====== Статья ======

Восток — дело тонкое.
Поведение Толстого и его спутников во время бегства из Шамордина очень напоминает поведение беженцев во время войны, которых внезапно срывает с непостоянного, но уже отчасти обжитого места какое-то тревожное известие, угрожающее их жизни, и заставляет бежать дальше, подчиняясь не разумной воле, а логике обстоятельств. Здесь царь и бог — начальник станции, а книга судеб — расписание железной дороги.
Куда они собирались ехать от Козельска? В Новочеркасск? Но, уже находясь в пролетке, по дороге на станцию от гостиницы, Л. Н. спрашивает Маковицкого, «как далеко к Анненковым от станции Льгов». Но Льгов совсем в другой стороне! Сбитые с толку ошибкой в карте указателя Брюля, они еще думают, что ехать на Льгов нужно через Сухиничи и Брянск, то есть строго на запад, строго в обратном направлении, чем то, в котором они в результате поехали. Но поезд на Сухиничи отправлялся в 5.19 утра, и они на этот поезд уже не успевали. Почему? Их задержали нерасторопные ямщики, оставленные с двумя колясками приехавшими вчера Сашей и Феокритовой.
«Ямщики ужасно медлили с подачей лошадей, — пишет Маковицкий. — Было почти шесть, когда Л. Н. и я садились в экипаж. Было туманно, сыро, температура могла быть на точке замерзания, безветренно, темно».
Во втором экипаже ехали вещи Толстого и доктора. Таким образом, для дочери и ее подруги места уже не было. Толстой рассчитывал взять для себя более удобную коляску — своей сестры. Ради этого Маковицкий, пока Саша и Феокритова укладывали вещи, пошел к дому Марии Николаевны и разбудил ее дочь Елизавету. Но тут случилось странное на светский взгляд недоразумение. Сестра Л. Н. была монахиней и никаких личных распоряжений, даже в отношении собственной коляски, без разрешения игуменьи отдавать не могла. Игуменья же была больна, и будить ее в такой ранний час было неудобно. Да и время не позволяло.
«Пришлось сделать так: идти на скотный двор, разбудить оставленных двух ямщиков, а третьего ямщика (для Саши и Феокритовой. — П. Б. ) нанять в деревне, послать за ним работника. А пролетку Марии Николаевны прислать за ней же, чтобы она поехала в гостиницу проститься с братом». Проститься с братом она не успела, застав в гостинице только Сашу с подругой, которые сами отчаянно спешили, чтобы догнать Толстого
и Маковицкого.
Л. Н. оставил сестре трогательнейшее письмо, которое, кроме нежных чувств, яснее ясного доказывает, что Толстой и во время второго бегства находился в здравом уме и вполне отдавал отчет своим поступкам.
«Милые друзья, Машенька и Лизонька.
Не удивитесь и не осудите меня за то, что мы уезжаем, не простившись хорошенько с вами. Не могу выразить вам обеим, особенно тебе, голубушка Машенька, моей благодарности за твою любовь и участие в моем испытании. Я не помню, чтобы, всегда любя тебя, испытывал к тебе такую нежность, какую я чувствовал эти дни и с которой уезжаю. Уезжаем мы непредвиденно, потому что боюсь, что меня застанет здесь Софья Андреевна. А поезд только один — в 8-м часу...

====== Представленные данные ======

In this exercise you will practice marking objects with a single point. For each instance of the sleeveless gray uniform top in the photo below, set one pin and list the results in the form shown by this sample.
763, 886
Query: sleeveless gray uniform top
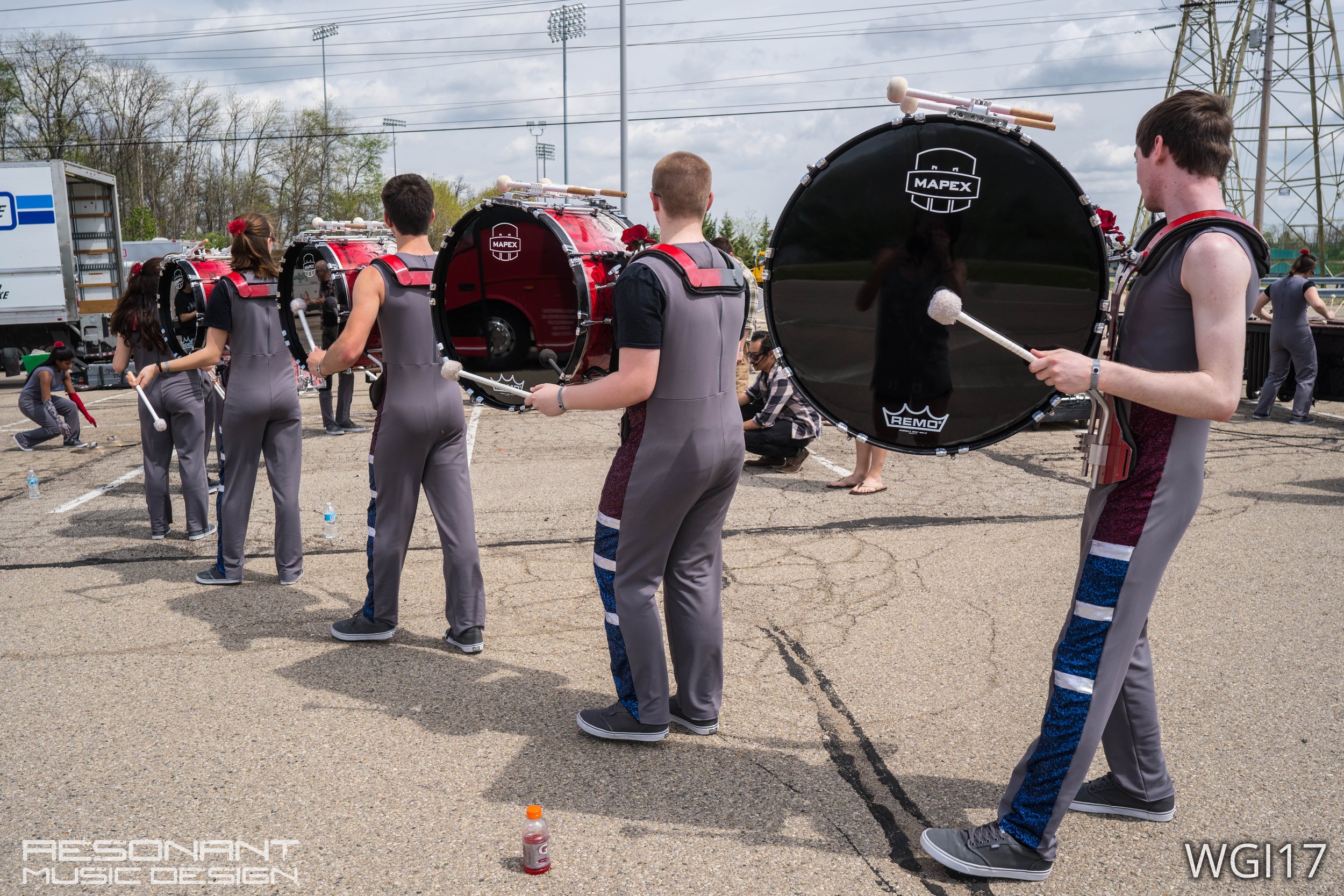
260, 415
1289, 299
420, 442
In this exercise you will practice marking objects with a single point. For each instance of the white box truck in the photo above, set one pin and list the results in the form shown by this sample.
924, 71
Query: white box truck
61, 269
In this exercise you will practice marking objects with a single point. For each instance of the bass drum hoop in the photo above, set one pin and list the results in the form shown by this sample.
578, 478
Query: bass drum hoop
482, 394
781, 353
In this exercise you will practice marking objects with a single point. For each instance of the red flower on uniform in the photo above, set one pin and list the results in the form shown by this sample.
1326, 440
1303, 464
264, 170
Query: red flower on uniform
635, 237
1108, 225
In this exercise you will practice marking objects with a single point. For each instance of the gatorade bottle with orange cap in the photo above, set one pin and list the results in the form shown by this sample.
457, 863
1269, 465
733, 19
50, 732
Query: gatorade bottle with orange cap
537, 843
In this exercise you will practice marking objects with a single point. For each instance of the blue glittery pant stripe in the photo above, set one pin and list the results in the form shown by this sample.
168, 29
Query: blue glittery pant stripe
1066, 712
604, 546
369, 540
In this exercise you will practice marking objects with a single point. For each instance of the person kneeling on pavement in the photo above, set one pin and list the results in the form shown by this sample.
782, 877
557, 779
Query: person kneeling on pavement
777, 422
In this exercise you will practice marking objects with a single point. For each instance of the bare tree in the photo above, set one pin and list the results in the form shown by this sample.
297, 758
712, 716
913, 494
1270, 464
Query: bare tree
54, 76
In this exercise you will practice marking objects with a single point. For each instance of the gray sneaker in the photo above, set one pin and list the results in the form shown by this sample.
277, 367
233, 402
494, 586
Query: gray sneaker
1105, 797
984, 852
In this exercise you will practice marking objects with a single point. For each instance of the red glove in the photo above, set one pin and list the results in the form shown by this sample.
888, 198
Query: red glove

======

**Задания к выполнению:**
a) Во сколько отправлялся поезд на Сухиничи согласно тексту о бегстве Толстого из Шамордина?
b) Повторите дословно отрывок из текста о бегстве Толстого из Шамордина: всё от слов «Поведение Толстого и» и ниже, вплоть до слов «расписание железной дороги.».
c) Продолжите текст о бегстве Толстого из Шамордина, начав сразу после последнего приведенного предложения.

**Результаты выполнения:**
a) В 5.19 утра.

b)
Поведение Толстого и его спутников во время бегства из Шамордина очень напоминает поведение беженцев во время войны, которых внезапно срывает с непостоянного, но уже отчасти обжитого места какое-то тревожное известие, угрожающее их жизни, и заставляет бежать дальше, подчиняясь не разумной воле, а логике обстоятельств. Здесь царь и бог — начальник станции, а книга судеб — расписание железной дороги.

c)
Целую вас, милые друзья, и так радостно люблю вас.
Л. Т. ».
Итак, уже очевидно не успевая на брянский поезд, они собирались сесть на тот, который отходил в 7. 40 до Горбачева и дальше. Дальше — куда? И тут в дневнике Маковицкого возникает странная путаница, которая и говорит о том, что ясного представления о направлении их маршрута, не говоря уже о его конечной цели, у беглецов не было.
Этот самый Льгов и Анненкова постоянно присутствуют в голове Л. Н. как наваждение. О Льгове и имении Анненковой он говорит Маковицкому в пролетке по пути на станцию. Там «по дороге можно остановиться и отдохнуть», — внушает он доктору, недвусмысленно намекая на то, что устал от своего бегства и хочет привычного усадебного уюта. А может, и просто ухода со стороны душевно близкой и опытной женщины?
Но Маковицкий то ли не понимает этого, то ли делает вид, что не понимает. Л. Н. тревожит еще и то, что коляски с Сашей и Феокритовой не видно позади, а они уже подъезжают к Козельску. Стало быть, дочь может опоздать на поезд? И тогда он рискует разминуться в пути с единственным родным человеком — дочерью.
Казалось бы, это такое опасение, которое перекрывает все остальные
соображения. Л. Н. и Маковицкий спрашивают ямщика: успевают ли они сами на семичасовой поезд? Успеем, отвечает ямщик. Тем не менее на въезде в Козельск Толстой неожиданно спрашивает его о гостинице: есть ли гостиница? «Л. Н. намекнул, ввиду невероятности поспеть к поезду, не остановиться ли в гостинице, и спросил ямщика, какая в Козельске гостиница», — пишет Маковицкий. Это был уже не намек. Это был сдавленный крик старого и больного человека, который понимает, что сил бежать дальше у него нет, но, то ли из упрямства, то ли из деликатности, не говорит этого.